Text block:

Michael C. Dorf

The New Arizona Immigration Law Raises an Old Question: What is "Reasonable Suspicion"?

Monday, May 3, 2010

Recently, the state of Arizona catapulted immigration issues back onto the national agenda with the passage of a new law mandating that tough measures be taken against undocumented immigrants by state and local law enforcement officers. The law raises a number of important legal and policy issues, such as these: Can a person who is not lawfully present in the United States be found guilty of the further state-law crime of being present anywhere in the state–as authorized by a provision of the Arizona law? Is it wise for a state to adopt an overwhelmingly hostile stance to illegal immigration, thereby providing undocumented immigrants with strong disincentives to cooperate with law enforcement? Last, and most broadly, to what extent do federal statutes and the Constitution permit states to "over-enforce" federal immigration laws, as Arizona has attempted?

One feature of the Arizona law has received special attention. It provides:

[F]or any lawful contact made by a law enforcement official or agency of this state or a county, city, town or other political subdivision of this state where reasonable suspicion exists that the person is an alien who is unlawfully present in the United States, a reasonable attempt shall be made, when practicable, to determine the immigration status of the person. The person's immigration status shall be verified with the federal government pursuant to 8 United States Code Section 1373(c).

Critics have argued that, in most cases, "reasonable suspicion" to believe any given person is an undocumented immigrant will merely be the product of the person's ethnicity. How, the critics ask, is a police officer or other government official supposed to distinguish between, on one hand, undocumented immigrants and, on the other hand, U.S. citizens and others who are lawfully present in the country? Won't they likely use racial profiling to focus on Latinos? After all, a person's immigration status is not easily detectable.

In this column, I shall unpack the "reasonable suspicion" provision of the Arizona law. In doing so, I will question (and then ultimately defend) a basic precept of the constitutional law limiting police investigations: the prohibition on policing by "hunch."

What Is Reasonable Suspicion?

The Arizona legislature did not invent the term "reasonable suspicion." It is a term of art in American constitutional law, traceable to the U.S. Supreme Court's 1968 landmark decision in Terry v. Ohio.

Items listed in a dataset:
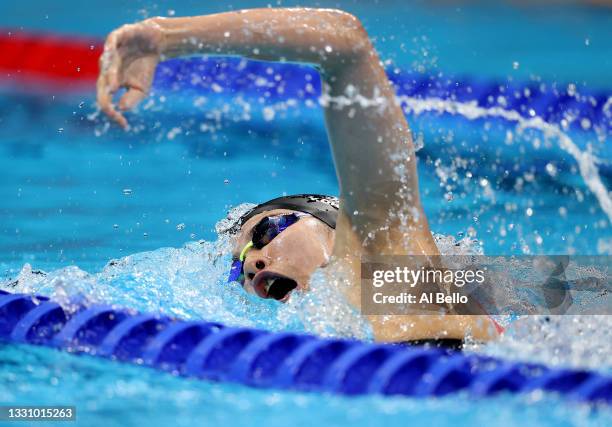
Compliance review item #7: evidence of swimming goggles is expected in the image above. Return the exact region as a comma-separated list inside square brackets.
[227, 212, 307, 285]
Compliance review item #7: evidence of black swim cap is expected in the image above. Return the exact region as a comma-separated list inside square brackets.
[238, 194, 340, 228]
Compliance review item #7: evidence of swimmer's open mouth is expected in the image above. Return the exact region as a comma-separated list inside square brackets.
[253, 272, 298, 302]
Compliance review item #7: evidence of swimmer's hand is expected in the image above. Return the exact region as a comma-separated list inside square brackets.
[97, 20, 162, 129]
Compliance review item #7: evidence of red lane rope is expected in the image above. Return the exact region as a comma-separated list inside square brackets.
[0, 30, 102, 86]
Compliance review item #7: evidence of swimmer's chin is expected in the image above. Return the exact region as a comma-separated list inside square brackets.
[251, 270, 305, 303]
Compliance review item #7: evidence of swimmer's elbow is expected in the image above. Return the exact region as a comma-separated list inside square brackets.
[320, 9, 374, 66]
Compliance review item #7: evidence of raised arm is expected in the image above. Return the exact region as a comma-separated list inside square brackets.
[98, 9, 437, 256]
[98, 9, 498, 341]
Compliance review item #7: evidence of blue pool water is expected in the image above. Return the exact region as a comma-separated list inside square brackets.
[0, 1, 612, 426]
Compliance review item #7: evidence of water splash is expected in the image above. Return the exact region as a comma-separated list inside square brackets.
[398, 96, 612, 222]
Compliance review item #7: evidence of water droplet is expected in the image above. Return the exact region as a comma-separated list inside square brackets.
[263, 107, 275, 122]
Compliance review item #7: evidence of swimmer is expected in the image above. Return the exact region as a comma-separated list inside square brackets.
[97, 8, 498, 342]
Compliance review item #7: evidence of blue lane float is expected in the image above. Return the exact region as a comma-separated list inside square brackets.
[155, 57, 612, 132]
[0, 291, 612, 405]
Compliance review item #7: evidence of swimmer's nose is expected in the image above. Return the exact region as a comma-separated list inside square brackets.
[244, 259, 266, 280]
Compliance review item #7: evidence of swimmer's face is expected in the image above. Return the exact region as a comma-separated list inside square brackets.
[232, 209, 334, 302]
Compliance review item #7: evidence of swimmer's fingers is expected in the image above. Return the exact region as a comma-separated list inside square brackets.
[119, 56, 158, 110]
[97, 75, 128, 129]
[97, 29, 128, 129]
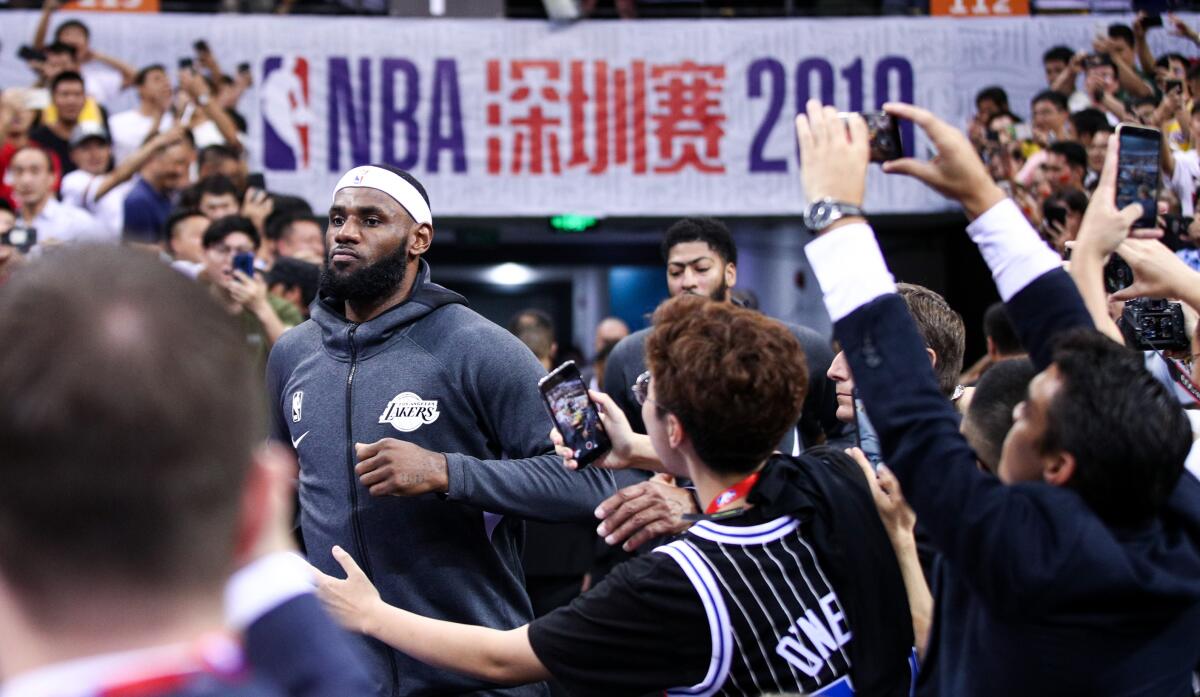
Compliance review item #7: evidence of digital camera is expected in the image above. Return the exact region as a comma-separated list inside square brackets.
[1121, 298, 1192, 351]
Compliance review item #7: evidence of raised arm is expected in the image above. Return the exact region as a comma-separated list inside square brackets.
[797, 103, 1087, 612]
[34, 0, 62, 50]
[91, 50, 138, 89]
[1070, 138, 1152, 344]
[179, 71, 241, 152]
[1133, 12, 1154, 73]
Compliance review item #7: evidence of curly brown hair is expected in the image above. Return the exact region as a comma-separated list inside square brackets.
[646, 295, 809, 473]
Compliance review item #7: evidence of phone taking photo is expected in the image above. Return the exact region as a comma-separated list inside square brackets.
[838, 112, 904, 162]
[233, 247, 254, 278]
[0, 224, 37, 254]
[538, 361, 612, 468]
[1116, 124, 1163, 228]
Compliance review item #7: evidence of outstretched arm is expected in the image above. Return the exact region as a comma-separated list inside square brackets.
[797, 102, 1087, 612]
[1070, 138, 1152, 344]
[34, 0, 62, 50]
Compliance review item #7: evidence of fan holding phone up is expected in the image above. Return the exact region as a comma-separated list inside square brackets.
[538, 361, 612, 467]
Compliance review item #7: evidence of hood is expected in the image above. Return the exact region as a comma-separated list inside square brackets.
[311, 259, 467, 361]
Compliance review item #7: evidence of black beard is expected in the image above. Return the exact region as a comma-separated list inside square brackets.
[320, 244, 408, 304]
[684, 276, 730, 302]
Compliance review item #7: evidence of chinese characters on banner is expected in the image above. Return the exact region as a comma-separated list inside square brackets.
[486, 59, 726, 175]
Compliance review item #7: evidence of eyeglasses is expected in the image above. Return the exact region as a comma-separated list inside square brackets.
[634, 371, 650, 407]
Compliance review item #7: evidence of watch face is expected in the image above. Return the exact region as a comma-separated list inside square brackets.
[804, 199, 836, 233]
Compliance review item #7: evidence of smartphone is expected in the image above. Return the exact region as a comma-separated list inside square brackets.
[851, 387, 883, 469]
[838, 112, 904, 162]
[233, 247, 254, 278]
[1160, 214, 1195, 252]
[538, 361, 612, 467]
[17, 46, 46, 61]
[1116, 124, 1163, 228]
[1104, 254, 1133, 294]
[0, 220, 37, 254]
[1042, 205, 1067, 227]
[1008, 124, 1033, 140]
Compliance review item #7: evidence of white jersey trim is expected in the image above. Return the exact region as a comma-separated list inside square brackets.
[688, 516, 800, 545]
[654, 540, 733, 697]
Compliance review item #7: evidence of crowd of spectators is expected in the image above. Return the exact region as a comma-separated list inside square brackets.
[0, 0, 324, 361]
[0, 0, 1200, 697]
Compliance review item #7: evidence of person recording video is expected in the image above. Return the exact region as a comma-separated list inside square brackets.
[318, 295, 913, 696]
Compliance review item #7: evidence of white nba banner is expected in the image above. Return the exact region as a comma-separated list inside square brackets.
[0, 12, 1196, 217]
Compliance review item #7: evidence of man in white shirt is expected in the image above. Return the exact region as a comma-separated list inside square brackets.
[108, 65, 172, 162]
[59, 126, 126, 244]
[1163, 103, 1200, 217]
[34, 6, 134, 104]
[8, 145, 100, 253]
[59, 118, 182, 244]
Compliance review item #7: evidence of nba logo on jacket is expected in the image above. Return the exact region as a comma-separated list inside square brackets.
[379, 392, 440, 433]
[259, 55, 313, 172]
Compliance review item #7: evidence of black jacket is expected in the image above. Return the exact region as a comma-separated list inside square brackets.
[834, 269, 1200, 697]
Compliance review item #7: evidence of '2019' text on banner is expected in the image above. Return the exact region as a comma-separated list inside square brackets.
[0, 12, 1196, 216]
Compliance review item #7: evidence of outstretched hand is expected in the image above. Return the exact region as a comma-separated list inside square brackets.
[796, 100, 871, 206]
[846, 447, 917, 537]
[313, 545, 383, 635]
[1075, 133, 1163, 258]
[883, 102, 1004, 220]
[1110, 239, 1200, 300]
[550, 390, 647, 469]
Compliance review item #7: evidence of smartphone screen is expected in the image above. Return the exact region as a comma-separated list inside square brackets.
[538, 361, 612, 467]
[853, 389, 883, 469]
[1116, 124, 1163, 228]
[233, 247, 254, 278]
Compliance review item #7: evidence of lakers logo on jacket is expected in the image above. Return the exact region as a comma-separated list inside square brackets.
[379, 392, 440, 433]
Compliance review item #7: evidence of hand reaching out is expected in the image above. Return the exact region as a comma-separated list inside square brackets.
[313, 545, 383, 635]
[883, 102, 1004, 218]
[550, 390, 648, 469]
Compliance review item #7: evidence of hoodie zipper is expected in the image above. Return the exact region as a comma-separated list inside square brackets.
[346, 324, 400, 696]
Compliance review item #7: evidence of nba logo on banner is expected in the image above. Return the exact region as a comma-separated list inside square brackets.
[259, 55, 313, 172]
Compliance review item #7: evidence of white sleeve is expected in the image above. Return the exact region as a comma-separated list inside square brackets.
[967, 198, 1062, 302]
[804, 223, 896, 322]
[224, 552, 314, 630]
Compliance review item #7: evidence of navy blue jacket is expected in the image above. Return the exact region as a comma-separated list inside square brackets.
[834, 269, 1200, 697]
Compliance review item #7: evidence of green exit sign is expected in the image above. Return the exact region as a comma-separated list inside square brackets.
[550, 215, 596, 233]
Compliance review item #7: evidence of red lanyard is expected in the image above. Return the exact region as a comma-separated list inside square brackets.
[1154, 351, 1200, 404]
[704, 471, 758, 516]
[97, 635, 244, 697]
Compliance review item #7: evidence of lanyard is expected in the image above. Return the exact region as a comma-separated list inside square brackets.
[96, 635, 242, 697]
[704, 471, 758, 516]
[1154, 351, 1200, 404]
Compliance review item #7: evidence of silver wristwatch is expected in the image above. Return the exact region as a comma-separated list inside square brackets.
[803, 198, 866, 233]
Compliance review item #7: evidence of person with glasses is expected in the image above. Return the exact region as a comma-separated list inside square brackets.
[200, 216, 304, 366]
[318, 296, 913, 696]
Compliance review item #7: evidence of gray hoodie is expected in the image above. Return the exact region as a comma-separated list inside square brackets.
[268, 260, 616, 695]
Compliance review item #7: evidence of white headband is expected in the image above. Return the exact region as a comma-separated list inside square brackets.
[334, 166, 433, 226]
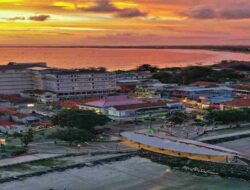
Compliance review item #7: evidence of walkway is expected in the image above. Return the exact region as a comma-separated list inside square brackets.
[196, 130, 250, 142]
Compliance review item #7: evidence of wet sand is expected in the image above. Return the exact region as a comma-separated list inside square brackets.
[0, 157, 250, 190]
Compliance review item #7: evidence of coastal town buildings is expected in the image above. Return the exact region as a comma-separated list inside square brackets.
[0, 63, 116, 99]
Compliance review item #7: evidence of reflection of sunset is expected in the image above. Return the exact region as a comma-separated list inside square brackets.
[0, 0, 250, 45]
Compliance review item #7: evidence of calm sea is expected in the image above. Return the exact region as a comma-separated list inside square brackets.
[0, 48, 250, 70]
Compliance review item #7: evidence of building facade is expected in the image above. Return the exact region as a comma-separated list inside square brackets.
[0, 63, 116, 99]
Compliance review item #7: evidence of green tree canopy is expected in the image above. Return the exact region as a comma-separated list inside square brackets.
[52, 109, 110, 130]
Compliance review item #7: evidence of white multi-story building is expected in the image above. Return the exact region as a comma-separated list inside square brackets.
[42, 69, 116, 98]
[0, 63, 46, 94]
[0, 63, 116, 99]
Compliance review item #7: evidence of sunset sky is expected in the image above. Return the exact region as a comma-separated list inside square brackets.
[0, 0, 250, 45]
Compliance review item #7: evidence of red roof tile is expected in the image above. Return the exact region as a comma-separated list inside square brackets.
[192, 81, 218, 87]
[113, 102, 167, 110]
[0, 120, 14, 128]
[223, 99, 250, 107]
[0, 94, 34, 104]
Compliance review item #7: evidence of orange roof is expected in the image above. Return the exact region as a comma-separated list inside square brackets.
[13, 113, 28, 119]
[0, 107, 17, 115]
[0, 120, 14, 128]
[23, 89, 55, 95]
[233, 83, 250, 90]
[0, 94, 34, 104]
[50, 98, 99, 108]
[223, 99, 250, 107]
[113, 102, 170, 110]
[192, 81, 218, 86]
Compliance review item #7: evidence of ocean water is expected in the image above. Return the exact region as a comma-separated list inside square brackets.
[0, 157, 250, 190]
[0, 48, 250, 70]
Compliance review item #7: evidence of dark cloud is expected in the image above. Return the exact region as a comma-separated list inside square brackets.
[6, 17, 25, 21]
[220, 7, 250, 19]
[115, 8, 147, 18]
[181, 4, 250, 19]
[29, 15, 50, 22]
[182, 6, 217, 19]
[82, 0, 119, 13]
[81, 0, 147, 18]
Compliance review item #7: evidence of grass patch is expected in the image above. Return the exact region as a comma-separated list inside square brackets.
[29, 159, 66, 167]
[4, 164, 30, 171]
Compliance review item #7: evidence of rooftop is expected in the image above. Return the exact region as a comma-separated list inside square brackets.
[121, 132, 234, 156]
[113, 101, 179, 110]
[177, 86, 232, 92]
[191, 81, 218, 87]
[0, 94, 34, 104]
[85, 95, 145, 108]
[223, 99, 250, 107]
[0, 62, 47, 70]
[22, 89, 55, 95]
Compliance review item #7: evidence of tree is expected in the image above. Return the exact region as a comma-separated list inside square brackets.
[137, 64, 159, 73]
[13, 130, 34, 147]
[54, 128, 94, 145]
[207, 108, 250, 124]
[52, 109, 110, 145]
[52, 109, 110, 130]
[168, 112, 188, 124]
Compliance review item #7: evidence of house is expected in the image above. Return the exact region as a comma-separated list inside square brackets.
[191, 81, 219, 88]
[232, 83, 250, 97]
[79, 95, 144, 114]
[0, 94, 36, 108]
[20, 89, 59, 104]
[171, 86, 233, 100]
[221, 99, 250, 110]
[0, 99, 11, 108]
[107, 101, 184, 120]
[11, 113, 43, 124]
[0, 120, 15, 133]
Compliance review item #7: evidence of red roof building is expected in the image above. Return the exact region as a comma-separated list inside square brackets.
[222, 99, 250, 109]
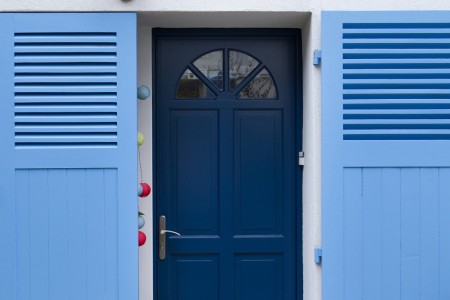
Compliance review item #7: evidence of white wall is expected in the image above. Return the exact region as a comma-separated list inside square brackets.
[0, 0, 450, 300]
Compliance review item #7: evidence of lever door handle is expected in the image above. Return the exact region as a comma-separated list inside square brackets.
[159, 229, 181, 235]
[159, 215, 181, 260]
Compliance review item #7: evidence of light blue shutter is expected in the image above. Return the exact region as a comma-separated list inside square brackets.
[0, 13, 138, 300]
[322, 12, 450, 300]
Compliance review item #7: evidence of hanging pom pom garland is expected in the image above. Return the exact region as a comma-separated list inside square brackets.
[138, 230, 147, 247]
[137, 85, 150, 100]
[138, 216, 145, 229]
[137, 132, 152, 247]
[139, 182, 152, 198]
[138, 132, 145, 147]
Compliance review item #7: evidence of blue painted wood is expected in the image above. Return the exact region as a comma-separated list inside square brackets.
[420, 168, 440, 299]
[154, 30, 301, 300]
[379, 168, 402, 299]
[0, 13, 138, 299]
[342, 168, 363, 299]
[321, 12, 450, 300]
[438, 168, 450, 300]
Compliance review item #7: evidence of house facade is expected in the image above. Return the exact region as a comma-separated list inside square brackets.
[0, 0, 450, 300]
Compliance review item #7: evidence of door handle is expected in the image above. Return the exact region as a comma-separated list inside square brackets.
[159, 215, 181, 260]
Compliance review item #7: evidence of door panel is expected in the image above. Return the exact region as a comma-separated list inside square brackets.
[0, 13, 139, 300]
[155, 30, 298, 300]
[233, 110, 283, 235]
[170, 110, 219, 235]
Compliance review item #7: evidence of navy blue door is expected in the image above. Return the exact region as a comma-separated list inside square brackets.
[155, 30, 301, 300]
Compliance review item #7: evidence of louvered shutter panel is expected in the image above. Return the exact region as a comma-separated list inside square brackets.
[0, 13, 138, 300]
[322, 12, 450, 300]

Work instruction: Duplicate the stretch of the Arizona immigration law column from "The Arizona legislature" through "Terry v. Ohio.".

Result of the task:
The Arizona legislature did not invent the term "reasonable suspicion." It is a term of art in American constitutional law, traceable to the U.S. Supreme Court's 1968 landmark decision in Terry v. Ohio.